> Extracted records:
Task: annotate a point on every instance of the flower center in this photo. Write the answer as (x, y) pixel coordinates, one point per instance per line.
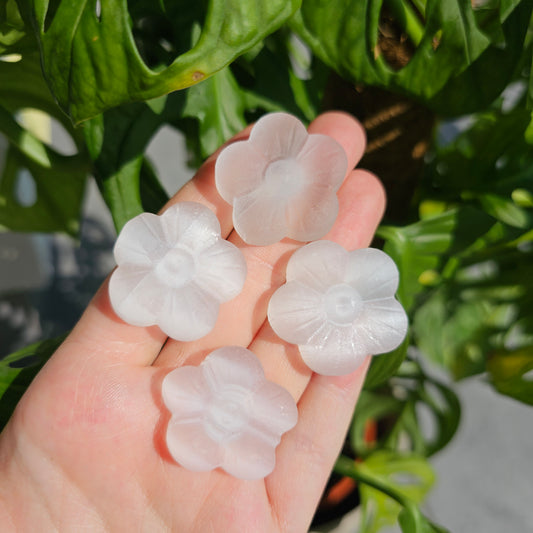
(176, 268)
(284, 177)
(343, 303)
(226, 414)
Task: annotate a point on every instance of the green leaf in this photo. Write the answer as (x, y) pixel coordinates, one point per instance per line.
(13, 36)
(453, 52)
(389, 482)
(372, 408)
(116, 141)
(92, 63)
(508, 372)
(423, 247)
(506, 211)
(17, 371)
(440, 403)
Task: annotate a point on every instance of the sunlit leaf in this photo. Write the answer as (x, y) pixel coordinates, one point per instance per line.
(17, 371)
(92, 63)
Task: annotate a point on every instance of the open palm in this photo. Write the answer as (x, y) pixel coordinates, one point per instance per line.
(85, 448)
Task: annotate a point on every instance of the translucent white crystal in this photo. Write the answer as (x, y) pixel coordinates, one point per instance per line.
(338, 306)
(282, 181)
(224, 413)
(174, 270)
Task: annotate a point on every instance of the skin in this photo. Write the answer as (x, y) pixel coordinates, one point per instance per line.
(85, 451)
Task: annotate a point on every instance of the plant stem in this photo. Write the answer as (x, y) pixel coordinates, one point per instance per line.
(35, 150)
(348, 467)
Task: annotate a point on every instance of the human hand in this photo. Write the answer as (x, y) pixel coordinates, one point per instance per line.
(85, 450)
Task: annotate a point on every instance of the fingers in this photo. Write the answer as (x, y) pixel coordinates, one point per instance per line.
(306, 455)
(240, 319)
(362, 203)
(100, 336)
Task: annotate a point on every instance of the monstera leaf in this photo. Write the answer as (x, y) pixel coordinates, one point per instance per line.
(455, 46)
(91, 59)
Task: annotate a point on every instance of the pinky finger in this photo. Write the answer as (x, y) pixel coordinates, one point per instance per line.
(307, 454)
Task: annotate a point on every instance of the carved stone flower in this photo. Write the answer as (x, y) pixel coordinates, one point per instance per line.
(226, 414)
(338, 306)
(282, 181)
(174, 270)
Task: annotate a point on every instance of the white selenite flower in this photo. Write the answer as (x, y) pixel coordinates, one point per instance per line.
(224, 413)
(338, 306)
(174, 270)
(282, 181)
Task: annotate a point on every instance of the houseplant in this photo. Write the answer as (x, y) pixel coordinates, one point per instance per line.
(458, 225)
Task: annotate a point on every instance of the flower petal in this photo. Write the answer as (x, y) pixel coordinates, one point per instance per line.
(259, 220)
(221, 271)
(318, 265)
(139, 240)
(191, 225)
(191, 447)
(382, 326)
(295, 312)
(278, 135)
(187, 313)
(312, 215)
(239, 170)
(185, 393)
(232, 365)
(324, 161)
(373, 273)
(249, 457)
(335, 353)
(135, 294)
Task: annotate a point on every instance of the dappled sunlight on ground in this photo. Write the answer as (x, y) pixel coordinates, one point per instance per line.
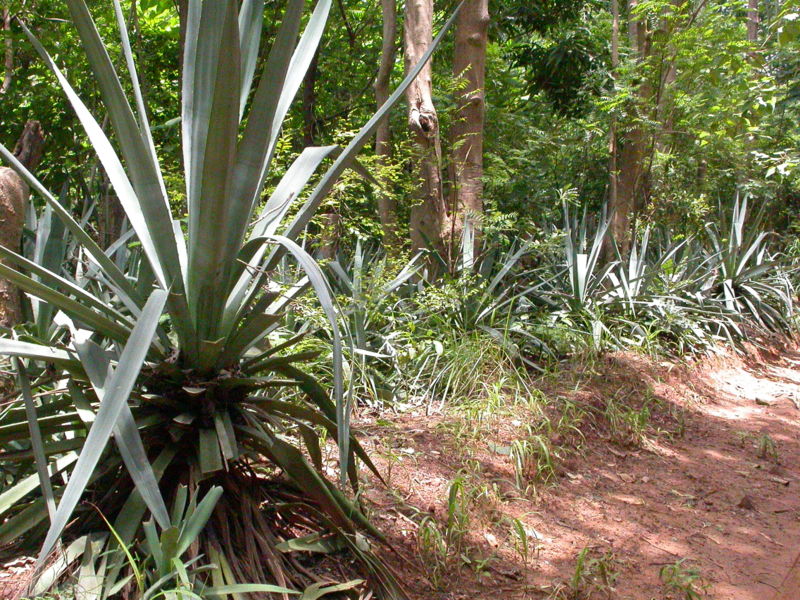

> ABOUT THIS TASK: Output all the records above exactly, but without their images.

> SOLUTION FOR THIS PROBLEM:
Task: annotate a point on every instance of the flower center in this photo. Write the answer as (x, y) pixel coordinates, one point per instance per line.
(176, 268)
(284, 177)
(343, 303)
(226, 414)
Task: annotate a point on every instance of the green leaf in this photo. Write the answer as (x, y) pixel coordinates, one point per instance per line.
(13, 36)
(453, 52)
(389, 482)
(372, 408)
(116, 141)
(92, 63)
(508, 372)
(423, 247)
(506, 211)
(17, 371)
(440, 403)
Task: annotate a point on every instance of the sunlit leaf in this photo. Write the answer as (x, y) pixel coordinates, one point per instance per line.
(17, 371)
(92, 63)
Task: annotate a point on every instance of the open palm in this photo. Write the answer as (x, y) pixel coordinates, one point per instance per line.
(85, 448)
Task: annotate a point on every instance of the translucent white crystal in this photo. Write the answer as (x, y) pixel coordinates, one point per instance per line.
(338, 306)
(282, 181)
(224, 413)
(174, 270)
Task: annotate a point on every instance of the skin in this photo. Write the answer as (x, y) pixel coordinates, one point per instance per line.
(85, 451)
Task: annotate a point on every instance of the plant stem in this photo. Write the answer as (x, y) pixel coordinates, one point per instance per line.
(35, 150)
(348, 467)
Task: annotate a point on every instance of the human hand in this photo. Write the answer as (x, y) pixel coordinates, one point per instance per line.
(85, 450)
Task: annotate a point on every instance of the fingers in this photo. Write the answer as (x, y) pixel coordinates, one point per instance per line.
(306, 455)
(240, 319)
(362, 203)
(100, 336)
Task: annotate a point on every instance of the monstera leaf in this photo. Write the answer as (x, y) pixel coordinates, one point per instance per line.
(455, 46)
(91, 59)
Task: annotate a point on every instance of the pinky finger in this photo. Write the answer as (x, y) pixel coordinates, one point per instance per line.
(307, 454)
Task: annotate a point on every instance of the carved stone flower in this photo. Write the answer as (x, y) pixel coordinates, one point per instance per line.
(226, 414)
(338, 306)
(282, 181)
(174, 270)
Task: annotate a point on every instance of the white selenite flower in this photo. Write the answer as (x, y) pixel coordinates, one point per instance per line.
(224, 413)
(338, 306)
(174, 270)
(282, 181)
Task: annotate a point on every instance of the houseplant in this photo. Write the answer as (x, y) pixel coordinates, one point per instance per line.
(458, 225)
Task: annotate a point on every instance of the flower petal in this photo. Write the answer as (x, y) pixel coordinates, one point per instance per line.
(259, 220)
(221, 271)
(318, 265)
(139, 240)
(191, 225)
(191, 447)
(382, 326)
(295, 312)
(278, 135)
(187, 313)
(312, 215)
(239, 170)
(185, 393)
(232, 365)
(324, 161)
(373, 273)
(249, 457)
(335, 353)
(135, 294)
Task: annotate a point on every instance of the dappled sunlight on ground in this photo. Write the answer as (x, y) pixel coordinates, one point per instance per line.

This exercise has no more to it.